**GIVEN PASSAGE:**

┄┄┄┄┄┄┄┄┄┄

Fringe Day 10, Part 2 - August 15, 2004, 4:00pm
Goats
Alan Berks
Pillsbury House Theatre
(Well, I was about a paragraph into this review this morning and then the fire alarm went off in my apartment building. So, since I was already dressed for work and the sirens were blaring, I just closed up the laptop and left. Sadly, this also means I left all hope of wi-fi access behind for the day. Since I have returned to find my dwelling not a charred ruin after all, it's time to sign off on the last of these little missives about Fringe shows...)
Mixing the personal and political, particularly in a solo show, can be tricky. One needs to strike just the right balance. If you focus too exclusively on your own problems, you seem petty in comparision to the larger problems facing society. If you focus too exclusively on politics, the story can lose its human dimension and you come off as didactic, just a performer bludgeoning an audience with their point of view and allowing no room for gray areas or compromise. Goats strikes the right balance.

┄┄┄┄┄┄┄┄┄┄

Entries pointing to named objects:
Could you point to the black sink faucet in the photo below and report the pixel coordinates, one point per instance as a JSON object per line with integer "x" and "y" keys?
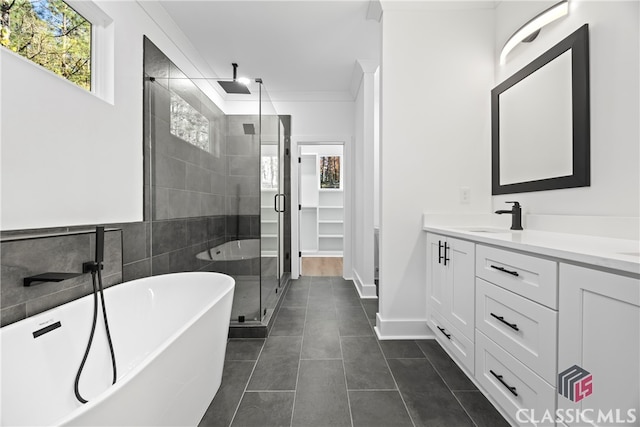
{"x": 516, "y": 215}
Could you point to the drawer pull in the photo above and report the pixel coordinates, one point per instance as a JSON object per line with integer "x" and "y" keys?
{"x": 444, "y": 333}
{"x": 499, "y": 378}
{"x": 445, "y": 253}
{"x": 513, "y": 273}
{"x": 511, "y": 325}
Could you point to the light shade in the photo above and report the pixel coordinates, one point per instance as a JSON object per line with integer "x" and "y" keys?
{"x": 546, "y": 17}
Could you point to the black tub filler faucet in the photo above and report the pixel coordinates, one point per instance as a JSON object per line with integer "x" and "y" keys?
{"x": 516, "y": 215}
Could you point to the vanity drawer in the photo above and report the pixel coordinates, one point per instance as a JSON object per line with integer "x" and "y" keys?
{"x": 532, "y": 277}
{"x": 497, "y": 370}
{"x": 452, "y": 339}
{"x": 523, "y": 328}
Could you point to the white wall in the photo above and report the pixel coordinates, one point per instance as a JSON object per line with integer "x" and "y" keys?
{"x": 614, "y": 41}
{"x": 437, "y": 71}
{"x": 68, "y": 156}
{"x": 364, "y": 181}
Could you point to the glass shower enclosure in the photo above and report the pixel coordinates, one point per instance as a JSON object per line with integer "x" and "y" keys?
{"x": 214, "y": 180}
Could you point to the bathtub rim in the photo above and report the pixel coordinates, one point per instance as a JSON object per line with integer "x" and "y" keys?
{"x": 122, "y": 381}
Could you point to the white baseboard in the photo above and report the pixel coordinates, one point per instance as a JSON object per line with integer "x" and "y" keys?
{"x": 365, "y": 290}
{"x": 405, "y": 329}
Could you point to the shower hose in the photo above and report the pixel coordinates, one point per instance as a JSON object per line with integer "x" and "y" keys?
{"x": 93, "y": 329}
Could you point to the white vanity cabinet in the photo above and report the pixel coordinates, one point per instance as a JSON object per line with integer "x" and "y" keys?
{"x": 516, "y": 330}
{"x": 450, "y": 294}
{"x": 599, "y": 330}
{"x": 546, "y": 324}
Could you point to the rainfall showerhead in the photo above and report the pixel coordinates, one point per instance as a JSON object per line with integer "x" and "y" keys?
{"x": 249, "y": 128}
{"x": 234, "y": 86}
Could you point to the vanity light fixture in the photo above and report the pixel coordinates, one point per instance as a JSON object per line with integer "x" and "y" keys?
{"x": 529, "y": 31}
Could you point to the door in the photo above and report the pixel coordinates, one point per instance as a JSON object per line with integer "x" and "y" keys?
{"x": 273, "y": 204}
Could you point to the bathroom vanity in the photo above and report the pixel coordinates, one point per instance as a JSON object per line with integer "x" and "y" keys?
{"x": 516, "y": 309}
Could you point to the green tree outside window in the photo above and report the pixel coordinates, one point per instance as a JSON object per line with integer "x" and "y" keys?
{"x": 49, "y": 33}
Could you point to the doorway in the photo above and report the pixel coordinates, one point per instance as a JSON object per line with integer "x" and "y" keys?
{"x": 321, "y": 209}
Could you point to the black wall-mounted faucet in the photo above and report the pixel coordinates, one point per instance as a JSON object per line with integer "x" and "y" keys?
{"x": 516, "y": 215}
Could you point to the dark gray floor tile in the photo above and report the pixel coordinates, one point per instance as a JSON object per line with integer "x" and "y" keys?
{"x": 415, "y": 375}
{"x": 321, "y": 398}
{"x": 435, "y": 408}
{"x": 429, "y": 400}
{"x": 446, "y": 367}
{"x": 296, "y": 296}
{"x": 404, "y": 349}
{"x": 320, "y": 303}
{"x": 261, "y": 409}
{"x": 370, "y": 308}
{"x": 321, "y": 337}
{"x": 346, "y": 297}
{"x": 341, "y": 281}
{"x": 235, "y": 376}
{"x": 378, "y": 408}
{"x": 290, "y": 322}
{"x": 321, "y": 280}
{"x": 365, "y": 365}
{"x": 353, "y": 322}
{"x": 480, "y": 409}
{"x": 320, "y": 290}
{"x": 277, "y": 367}
{"x": 244, "y": 349}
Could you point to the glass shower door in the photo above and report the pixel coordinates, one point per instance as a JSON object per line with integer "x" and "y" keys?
{"x": 272, "y": 204}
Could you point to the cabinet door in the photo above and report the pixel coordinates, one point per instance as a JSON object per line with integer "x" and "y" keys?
{"x": 460, "y": 285}
{"x": 436, "y": 281}
{"x": 599, "y": 330}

┄┄┄┄┄┄┄┄┄┄

**LIST OF TASKS:**
[1] Rewrite the stretch of the Fringe review from "Fringe Day 10, Part" through "about Fringe shows...)", replacing "laptop" with "computer".
[2] Summarize the review of Goats in two sentences.
None of the items have any bearing on this work.

**THE RESPONSES:**
[1]
Fringe Day 10, Part 2 - August 15, 2004, 4:00pm
Goats
Alan Berks
Pillsbury House Theatre
(Well, I was about a paragraph into this review this morning and then the fire alarm went off in my apartment building. So, since I was already dressed for work and the sirens were blaring, I just closed up the computer and left. Sadly, this also means I left all hope of wi-fi access behind for the day. Since I have returned to find my dwelling not a charred ruin after all, it's time to sign off on the last of these little missives about Fringe shows...)

[2] A fire alarm in the reviewer's apartment building interrupted the writing of this review, the last of a series about Fringe shows. The review says a solo show mixing the personal and political must balance the two to avoid seeming petty or didactic, and it finds that Goats strikes that balance.